**What you are asked to do:** Do these statements agree with the passage on the Orinoco below? (a) The Orinoco first appears under the name Rio Dolce on a map that Diego Ribeyro made in 1529. (b) Columbus saw the real mouth of the Orinoco in 1498. (c) Geraldini addressed his letter to Pope Leo X in 1516. Answer yes or no for each, and quote the words of the passage that decide it.

**Quoted passage:**
#####

Bishop Geraldini says clearly, in a letter addressed to Pope Leo X in 1516:

Insula illa, quae Europa et Asia est major, quam indocti Continentem Asiae appellant, et alii Americam vel Pariam nuncupant [that island, larger than Europe and Asia joined together, which the unlearned call the continent of Asia, and others America or Paria].* (* Alexandri Geraldini Itinerarium page 250.) I find in the map of the world of 1508 no trace whatever of the Orinoco. This river appears, for the first time, by the name of Rio Dolce, on the celebrated map constructed in 1529 by Diego Ribeyro, cosmographer of the emperor Charles V, which was published, with a learned commentary, by M. Sprengel, in 1795. Neither Columbus (1498) nor Alonzo de Ojeda, accompanied by Amerigo Vespucci (1499), had seen the real mouth of the Orinoco; they confounded it with the northern opening of the Gulf of Paria, to which they attributed (by an exaggeration so common to the navigators of that time, an immense volume of fresh water. It was Vicente Yanez Pincon, who, after having discovered the mouth of the Rio Maranon,* first saw, in 1500, that of the Orinoco. (* The name of Maranon was known fifty-nine years before the expedition of Lopez de Aguirre; the denomination of the river is therefore erroneously attributed to the nickname of maranos (hogs), which this adventurer gave his companions in going down the river Amazon. Was not this vulgar jest rather an allusion to the Indian name of the river?) He called this river Rio Dolce - a name which, since Ribeyro, was long preserved on our maps, and which has sometimes been given erroneously to the Maroni and to the Essequibo.

#####

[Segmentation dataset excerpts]
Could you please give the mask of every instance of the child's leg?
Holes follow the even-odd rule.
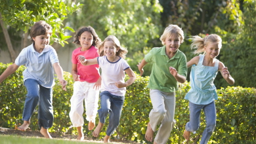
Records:
[[[201,109],[203,108],[203,106],[204,105],[196,105],[189,102],[190,121],[186,123],[183,134],[184,137],[187,141],[190,139],[190,132],[194,132],[199,128]]]
[[[93,89],[95,82],[86,82],[87,92],[85,93],[85,103],[86,119],[89,121],[88,129],[93,130],[95,126],[95,118],[97,115],[99,90]]]
[[[45,88],[39,85],[39,89],[38,124],[41,133],[45,137],[51,138],[48,129],[52,127],[53,122],[53,88]]]
[[[33,111],[37,106],[39,94],[39,84],[37,81],[33,79],[26,79],[24,82],[25,86],[27,89],[24,108],[23,109],[22,120],[24,123],[18,127],[18,130],[26,131],[30,124],[30,118]]]
[[[200,144],[207,143],[210,139],[214,129],[216,126],[216,108],[214,101],[205,105],[203,108],[203,111],[205,115],[206,128],[204,130]]]
[[[41,127],[40,133],[47,139],[52,139],[50,134],[48,132],[48,129],[44,128],[43,126]]]
[[[108,114],[111,111],[110,109],[110,94],[107,91],[100,92],[100,109],[98,110],[99,122],[96,127],[95,131],[93,132],[93,135],[95,137],[98,137],[100,131],[103,128],[103,125],[105,123],[106,118]]]
[[[154,141],[156,143],[167,143],[170,137],[171,132],[175,124],[175,120],[174,119],[175,93],[163,92],[160,91],[158,93],[162,95],[164,99],[164,103],[161,105],[164,107],[165,115],[163,120],[161,121],[161,124],[158,129],[158,134]],[[159,107],[161,106],[159,105]]]
[[[106,130],[108,136],[114,133],[119,124],[124,101],[125,96],[112,95],[109,124]]]

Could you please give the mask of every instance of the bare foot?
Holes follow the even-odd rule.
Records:
[[[27,128],[28,128],[28,126],[30,126],[30,121],[24,120],[22,125],[18,127],[18,130],[19,130],[20,131],[25,132],[26,130],[27,130]]]
[[[109,139],[110,136],[108,136],[108,135],[106,135],[106,136],[104,137],[104,143],[109,143]]]
[[[186,139],[186,141],[189,141],[190,137],[190,132],[186,131],[185,130],[185,131],[184,131],[183,137]]]
[[[89,130],[93,130],[95,127],[95,122],[93,122],[92,120],[91,120],[91,121],[89,122],[89,124],[88,124],[88,129],[89,129]]]
[[[77,137],[77,139],[79,140],[79,141],[83,140],[85,137],[83,135],[83,126],[77,127],[77,133],[78,133],[78,137]]]
[[[148,128],[146,129],[145,138],[148,141],[153,141],[153,135],[154,135],[154,131],[152,128],[151,128],[150,124],[148,122]]]
[[[100,133],[103,128],[103,125],[104,124],[101,123],[100,122],[98,122],[97,127],[96,127],[95,131],[93,132],[93,136],[98,137],[98,135],[100,135]]]
[[[52,139],[50,134],[48,132],[48,129],[44,128],[43,126],[41,127],[40,133],[47,139]]]

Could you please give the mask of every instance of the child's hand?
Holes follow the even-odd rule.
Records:
[[[119,88],[126,87],[125,83],[123,83],[121,82],[116,82],[115,85]]]
[[[144,69],[143,69],[143,68],[140,68],[140,63],[139,63],[139,64],[137,65],[137,67],[138,67],[139,71],[140,71],[140,75],[142,76],[143,75],[143,73],[144,73]]]
[[[178,73],[178,71],[176,70],[175,68],[173,67],[169,67],[169,70],[170,71],[170,73],[173,75],[173,77],[176,77],[177,74]]]
[[[224,79],[227,79],[229,77],[230,74],[229,74],[229,71],[228,71],[227,67],[223,67],[222,73],[223,73]]]
[[[73,75],[73,80],[74,81],[80,81],[80,75],[74,74]]]
[[[80,61],[81,63],[86,64],[87,60],[85,59],[85,58],[83,56],[79,55],[78,56],[78,60]]]
[[[62,90],[66,91],[67,90],[66,88],[66,86],[67,85],[68,82],[66,81],[64,79],[62,79],[62,81],[60,81],[61,85],[62,85]]]

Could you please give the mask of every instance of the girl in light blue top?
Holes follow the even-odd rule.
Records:
[[[207,124],[200,144],[206,144],[216,125],[214,101],[217,99],[217,95],[213,81],[219,71],[228,84],[233,84],[234,80],[230,75],[228,67],[216,59],[222,45],[222,40],[219,35],[211,34],[204,38],[194,36],[191,39],[191,48],[196,48],[194,53],[204,52],[204,54],[196,56],[187,63],[188,67],[192,66],[191,89],[185,96],[185,99],[189,100],[190,121],[186,124],[183,136],[186,141],[189,141],[190,132],[198,130],[201,110],[203,109]]]

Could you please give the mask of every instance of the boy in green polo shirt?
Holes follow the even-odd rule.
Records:
[[[165,28],[160,40],[163,47],[153,48],[137,65],[143,74],[143,67],[153,63],[148,88],[153,109],[149,114],[150,122],[145,135],[147,141],[152,141],[154,132],[161,124],[154,140],[154,144],[166,143],[175,120],[175,90],[178,82],[184,83],[187,75],[185,54],[179,50],[184,40],[184,33],[177,25]]]

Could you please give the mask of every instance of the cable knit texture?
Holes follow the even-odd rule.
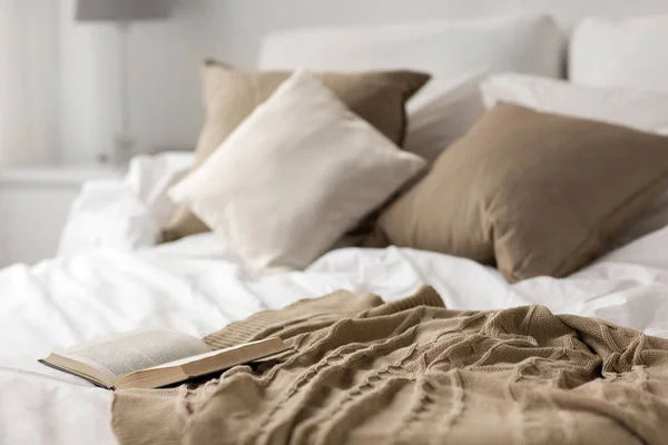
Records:
[[[121,445],[665,444],[668,340],[542,306],[448,310],[423,287],[258,313],[214,347],[295,350],[176,389],[115,394]]]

#####

**Right answer:**
(a) Yes: "This river appears, for the first time, by the name of Rio Dolce, on the celebrated map constructed in 1529 by Diego Ribeyro"
(b) No: "Neither Columbus (1498) nor Alonzo de Ojeda, accompanied by Amerigo Vespucci (1499), had seen the real mouth of the Orinoco"
(c) Yes: "in a letter addressed to Pope Leo X in 1516"